• _Recorded data_
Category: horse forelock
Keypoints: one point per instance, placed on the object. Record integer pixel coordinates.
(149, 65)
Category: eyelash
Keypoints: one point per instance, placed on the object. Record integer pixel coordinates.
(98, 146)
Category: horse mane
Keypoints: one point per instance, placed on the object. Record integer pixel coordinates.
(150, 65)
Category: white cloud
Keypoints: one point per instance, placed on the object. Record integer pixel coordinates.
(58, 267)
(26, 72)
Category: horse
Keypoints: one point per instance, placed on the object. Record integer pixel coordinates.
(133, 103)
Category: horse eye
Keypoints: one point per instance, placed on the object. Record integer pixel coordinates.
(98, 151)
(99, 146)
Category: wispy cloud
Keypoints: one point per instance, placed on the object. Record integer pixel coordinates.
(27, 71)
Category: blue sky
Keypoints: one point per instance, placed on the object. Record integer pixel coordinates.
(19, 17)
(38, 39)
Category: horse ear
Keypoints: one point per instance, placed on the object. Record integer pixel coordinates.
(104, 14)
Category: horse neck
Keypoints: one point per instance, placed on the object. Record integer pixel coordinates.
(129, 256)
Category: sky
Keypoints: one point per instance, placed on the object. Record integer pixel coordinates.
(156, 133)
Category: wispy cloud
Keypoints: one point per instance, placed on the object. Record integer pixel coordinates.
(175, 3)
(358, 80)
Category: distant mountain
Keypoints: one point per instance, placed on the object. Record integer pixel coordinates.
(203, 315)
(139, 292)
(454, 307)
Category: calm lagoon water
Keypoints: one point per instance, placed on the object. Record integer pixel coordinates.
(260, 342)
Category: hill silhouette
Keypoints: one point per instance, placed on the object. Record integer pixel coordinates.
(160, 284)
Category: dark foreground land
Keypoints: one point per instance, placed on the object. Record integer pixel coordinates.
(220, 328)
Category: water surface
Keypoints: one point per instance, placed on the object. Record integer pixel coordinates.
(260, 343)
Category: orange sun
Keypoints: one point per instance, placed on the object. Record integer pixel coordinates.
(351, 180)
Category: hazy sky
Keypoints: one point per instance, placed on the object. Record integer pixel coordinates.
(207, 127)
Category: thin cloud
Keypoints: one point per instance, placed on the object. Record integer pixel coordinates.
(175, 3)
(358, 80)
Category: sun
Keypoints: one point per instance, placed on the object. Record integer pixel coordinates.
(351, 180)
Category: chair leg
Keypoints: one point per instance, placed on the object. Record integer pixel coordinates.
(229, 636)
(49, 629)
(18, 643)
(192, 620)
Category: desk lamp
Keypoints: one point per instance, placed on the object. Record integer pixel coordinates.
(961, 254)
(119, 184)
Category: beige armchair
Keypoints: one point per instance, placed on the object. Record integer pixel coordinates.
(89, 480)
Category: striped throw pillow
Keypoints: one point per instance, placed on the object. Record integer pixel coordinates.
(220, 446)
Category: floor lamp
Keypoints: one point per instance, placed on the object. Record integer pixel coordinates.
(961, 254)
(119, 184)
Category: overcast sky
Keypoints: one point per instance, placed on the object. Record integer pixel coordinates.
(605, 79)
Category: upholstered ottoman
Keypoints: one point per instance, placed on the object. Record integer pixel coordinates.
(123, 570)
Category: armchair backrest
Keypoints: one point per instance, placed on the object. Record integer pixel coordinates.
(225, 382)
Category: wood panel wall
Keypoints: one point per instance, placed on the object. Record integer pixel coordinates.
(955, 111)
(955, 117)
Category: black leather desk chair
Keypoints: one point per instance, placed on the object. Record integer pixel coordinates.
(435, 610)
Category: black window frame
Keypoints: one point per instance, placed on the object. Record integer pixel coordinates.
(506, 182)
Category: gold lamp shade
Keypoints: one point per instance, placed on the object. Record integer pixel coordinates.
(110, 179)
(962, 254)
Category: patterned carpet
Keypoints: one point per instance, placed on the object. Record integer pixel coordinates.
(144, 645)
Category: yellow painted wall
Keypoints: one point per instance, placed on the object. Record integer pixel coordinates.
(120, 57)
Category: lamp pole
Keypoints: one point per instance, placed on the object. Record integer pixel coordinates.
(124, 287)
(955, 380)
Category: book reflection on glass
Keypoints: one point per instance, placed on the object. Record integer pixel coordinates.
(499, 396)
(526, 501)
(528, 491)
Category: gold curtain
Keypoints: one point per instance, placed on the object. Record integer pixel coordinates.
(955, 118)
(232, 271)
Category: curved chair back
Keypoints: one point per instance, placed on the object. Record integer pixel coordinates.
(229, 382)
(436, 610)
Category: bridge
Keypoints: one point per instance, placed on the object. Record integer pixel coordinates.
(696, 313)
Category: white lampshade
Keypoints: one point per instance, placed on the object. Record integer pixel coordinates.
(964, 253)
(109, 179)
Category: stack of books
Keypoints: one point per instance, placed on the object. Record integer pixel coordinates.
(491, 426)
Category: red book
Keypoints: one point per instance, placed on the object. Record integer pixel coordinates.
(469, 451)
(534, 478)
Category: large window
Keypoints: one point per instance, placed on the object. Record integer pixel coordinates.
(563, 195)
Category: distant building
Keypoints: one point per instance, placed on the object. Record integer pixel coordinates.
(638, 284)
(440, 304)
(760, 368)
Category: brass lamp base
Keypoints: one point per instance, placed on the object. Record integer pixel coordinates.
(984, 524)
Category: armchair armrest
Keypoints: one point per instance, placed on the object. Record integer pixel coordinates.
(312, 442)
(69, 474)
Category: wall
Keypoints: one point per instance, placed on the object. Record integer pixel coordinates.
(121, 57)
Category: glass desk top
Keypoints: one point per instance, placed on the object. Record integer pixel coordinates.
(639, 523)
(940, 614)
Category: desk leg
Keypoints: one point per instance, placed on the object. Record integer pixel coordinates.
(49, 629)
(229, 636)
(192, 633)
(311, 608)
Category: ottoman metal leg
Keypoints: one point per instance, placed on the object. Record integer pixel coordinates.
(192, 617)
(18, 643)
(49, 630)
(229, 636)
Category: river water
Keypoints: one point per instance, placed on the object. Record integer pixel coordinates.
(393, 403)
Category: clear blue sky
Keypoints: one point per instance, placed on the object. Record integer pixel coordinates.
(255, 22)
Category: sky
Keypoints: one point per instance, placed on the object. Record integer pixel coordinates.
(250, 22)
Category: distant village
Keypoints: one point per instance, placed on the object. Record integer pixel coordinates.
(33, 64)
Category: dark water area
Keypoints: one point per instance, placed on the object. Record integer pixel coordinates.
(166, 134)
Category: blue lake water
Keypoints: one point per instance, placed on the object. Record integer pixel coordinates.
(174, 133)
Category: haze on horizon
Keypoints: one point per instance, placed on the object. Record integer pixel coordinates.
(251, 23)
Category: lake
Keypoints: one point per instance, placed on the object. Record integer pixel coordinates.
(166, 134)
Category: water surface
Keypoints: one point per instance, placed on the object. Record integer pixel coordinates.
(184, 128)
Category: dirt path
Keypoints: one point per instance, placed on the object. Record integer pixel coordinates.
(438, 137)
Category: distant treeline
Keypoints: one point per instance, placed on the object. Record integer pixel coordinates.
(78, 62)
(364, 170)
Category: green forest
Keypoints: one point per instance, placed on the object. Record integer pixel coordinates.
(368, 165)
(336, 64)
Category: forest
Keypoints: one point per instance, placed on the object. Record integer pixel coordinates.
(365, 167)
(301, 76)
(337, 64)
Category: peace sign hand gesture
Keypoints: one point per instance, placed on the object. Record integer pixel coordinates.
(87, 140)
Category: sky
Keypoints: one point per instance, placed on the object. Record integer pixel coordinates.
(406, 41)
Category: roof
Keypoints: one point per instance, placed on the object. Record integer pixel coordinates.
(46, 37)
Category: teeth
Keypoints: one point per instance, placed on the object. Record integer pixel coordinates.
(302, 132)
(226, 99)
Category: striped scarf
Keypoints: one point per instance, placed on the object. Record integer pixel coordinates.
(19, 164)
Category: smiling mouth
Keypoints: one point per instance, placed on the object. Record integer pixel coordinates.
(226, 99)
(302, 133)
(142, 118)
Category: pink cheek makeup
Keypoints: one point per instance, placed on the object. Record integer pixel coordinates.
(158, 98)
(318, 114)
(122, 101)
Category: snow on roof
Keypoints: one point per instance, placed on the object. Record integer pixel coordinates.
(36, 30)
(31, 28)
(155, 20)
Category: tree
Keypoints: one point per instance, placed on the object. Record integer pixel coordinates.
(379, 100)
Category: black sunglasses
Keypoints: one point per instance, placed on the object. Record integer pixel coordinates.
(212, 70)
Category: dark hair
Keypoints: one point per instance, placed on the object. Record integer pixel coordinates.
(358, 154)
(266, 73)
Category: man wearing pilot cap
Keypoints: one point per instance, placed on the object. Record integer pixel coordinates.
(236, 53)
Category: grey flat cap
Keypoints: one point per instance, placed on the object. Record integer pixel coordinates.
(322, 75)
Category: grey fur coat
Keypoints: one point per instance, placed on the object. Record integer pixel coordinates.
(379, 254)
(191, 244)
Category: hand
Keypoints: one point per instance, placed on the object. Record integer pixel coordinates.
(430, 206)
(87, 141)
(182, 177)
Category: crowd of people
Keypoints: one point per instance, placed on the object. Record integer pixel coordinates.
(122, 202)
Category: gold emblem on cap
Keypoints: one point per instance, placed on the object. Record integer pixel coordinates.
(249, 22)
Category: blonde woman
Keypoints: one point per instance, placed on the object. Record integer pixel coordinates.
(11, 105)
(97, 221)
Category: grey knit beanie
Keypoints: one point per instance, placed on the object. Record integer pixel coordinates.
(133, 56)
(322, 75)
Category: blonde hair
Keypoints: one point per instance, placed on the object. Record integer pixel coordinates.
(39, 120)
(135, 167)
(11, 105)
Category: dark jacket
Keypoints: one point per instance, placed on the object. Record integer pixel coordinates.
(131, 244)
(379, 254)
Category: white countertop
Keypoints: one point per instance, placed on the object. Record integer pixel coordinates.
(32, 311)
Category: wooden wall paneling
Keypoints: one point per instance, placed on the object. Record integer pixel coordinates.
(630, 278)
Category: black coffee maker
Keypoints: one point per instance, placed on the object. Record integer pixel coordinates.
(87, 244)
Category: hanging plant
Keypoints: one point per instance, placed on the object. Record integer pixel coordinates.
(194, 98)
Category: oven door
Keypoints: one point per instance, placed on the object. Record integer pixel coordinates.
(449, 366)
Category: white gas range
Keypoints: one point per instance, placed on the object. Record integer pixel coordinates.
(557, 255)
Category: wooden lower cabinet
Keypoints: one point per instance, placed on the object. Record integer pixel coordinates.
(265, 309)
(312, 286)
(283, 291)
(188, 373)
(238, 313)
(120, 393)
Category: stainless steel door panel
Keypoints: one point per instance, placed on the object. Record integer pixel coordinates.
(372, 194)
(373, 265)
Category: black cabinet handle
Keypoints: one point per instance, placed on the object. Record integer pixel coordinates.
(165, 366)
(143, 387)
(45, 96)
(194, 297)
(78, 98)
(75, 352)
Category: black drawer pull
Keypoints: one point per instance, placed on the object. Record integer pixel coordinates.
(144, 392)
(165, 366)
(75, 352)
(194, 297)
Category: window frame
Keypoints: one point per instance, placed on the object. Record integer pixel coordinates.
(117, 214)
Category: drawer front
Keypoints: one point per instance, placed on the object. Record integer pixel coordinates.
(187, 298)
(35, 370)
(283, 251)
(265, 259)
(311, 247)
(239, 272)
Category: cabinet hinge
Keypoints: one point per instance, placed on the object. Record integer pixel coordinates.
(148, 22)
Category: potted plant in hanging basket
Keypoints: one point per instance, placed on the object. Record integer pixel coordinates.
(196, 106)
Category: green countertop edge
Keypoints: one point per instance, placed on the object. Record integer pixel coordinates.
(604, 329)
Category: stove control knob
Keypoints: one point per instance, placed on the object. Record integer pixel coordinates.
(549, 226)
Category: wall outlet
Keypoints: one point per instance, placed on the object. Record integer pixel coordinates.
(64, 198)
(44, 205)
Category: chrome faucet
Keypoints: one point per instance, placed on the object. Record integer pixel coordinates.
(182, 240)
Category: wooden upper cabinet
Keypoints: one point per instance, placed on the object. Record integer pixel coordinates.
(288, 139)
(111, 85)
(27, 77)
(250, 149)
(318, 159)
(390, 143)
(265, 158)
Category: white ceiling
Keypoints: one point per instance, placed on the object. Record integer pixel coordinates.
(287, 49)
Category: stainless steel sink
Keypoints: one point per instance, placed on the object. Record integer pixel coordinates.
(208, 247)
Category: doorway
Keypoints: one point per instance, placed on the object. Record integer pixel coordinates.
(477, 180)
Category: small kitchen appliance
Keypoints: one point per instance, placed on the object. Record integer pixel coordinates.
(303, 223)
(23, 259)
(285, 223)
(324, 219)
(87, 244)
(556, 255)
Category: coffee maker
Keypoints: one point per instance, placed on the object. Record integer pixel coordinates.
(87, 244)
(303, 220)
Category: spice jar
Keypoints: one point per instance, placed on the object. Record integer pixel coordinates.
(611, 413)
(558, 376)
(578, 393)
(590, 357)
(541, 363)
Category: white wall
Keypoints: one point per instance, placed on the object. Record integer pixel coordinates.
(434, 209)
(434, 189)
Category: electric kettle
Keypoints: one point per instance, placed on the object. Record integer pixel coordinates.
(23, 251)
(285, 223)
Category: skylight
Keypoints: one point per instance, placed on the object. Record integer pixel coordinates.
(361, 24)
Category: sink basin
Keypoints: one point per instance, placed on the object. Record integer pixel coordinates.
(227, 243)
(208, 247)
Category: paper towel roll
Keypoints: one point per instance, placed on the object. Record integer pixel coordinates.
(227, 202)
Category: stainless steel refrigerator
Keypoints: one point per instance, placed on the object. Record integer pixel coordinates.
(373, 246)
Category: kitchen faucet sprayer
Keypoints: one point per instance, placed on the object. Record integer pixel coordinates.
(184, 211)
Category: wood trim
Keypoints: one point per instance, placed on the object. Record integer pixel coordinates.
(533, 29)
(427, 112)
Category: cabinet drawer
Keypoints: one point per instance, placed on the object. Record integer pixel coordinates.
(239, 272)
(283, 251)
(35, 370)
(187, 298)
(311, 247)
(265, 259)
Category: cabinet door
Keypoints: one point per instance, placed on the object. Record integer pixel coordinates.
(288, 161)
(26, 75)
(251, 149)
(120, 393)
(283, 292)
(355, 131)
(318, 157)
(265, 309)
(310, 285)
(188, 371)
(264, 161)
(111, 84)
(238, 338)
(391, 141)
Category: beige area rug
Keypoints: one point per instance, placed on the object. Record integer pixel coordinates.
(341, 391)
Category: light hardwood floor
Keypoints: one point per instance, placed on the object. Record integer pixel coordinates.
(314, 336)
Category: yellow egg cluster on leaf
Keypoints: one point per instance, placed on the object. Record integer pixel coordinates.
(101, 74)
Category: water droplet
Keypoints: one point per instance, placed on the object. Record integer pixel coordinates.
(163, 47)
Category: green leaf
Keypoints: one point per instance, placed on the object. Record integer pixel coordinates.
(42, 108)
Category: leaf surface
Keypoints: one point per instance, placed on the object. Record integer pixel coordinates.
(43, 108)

• _What is being asked_
Everything from the line containing "Category: yellow egg cluster on leaf" through the final line of the listing, inclusive, must be reproduced exactly; leave out the rest.

• _Answer below_
Category: yellow egg cluster on leaf
Keypoints: one point per instance, placed on the object. Record integer pixel coordinates.
(101, 74)
Category: water droplet
Keypoints: one point per instance, placed on the object. Record integer pixel coordinates.
(163, 47)
Category: green leaf
Keypoints: one point per instance, placed on the object. Record integer pixel coordinates.
(42, 108)
Category: leaf surface
Keypoints: one point per instance, placed on the object. Record integer pixel coordinates.
(43, 108)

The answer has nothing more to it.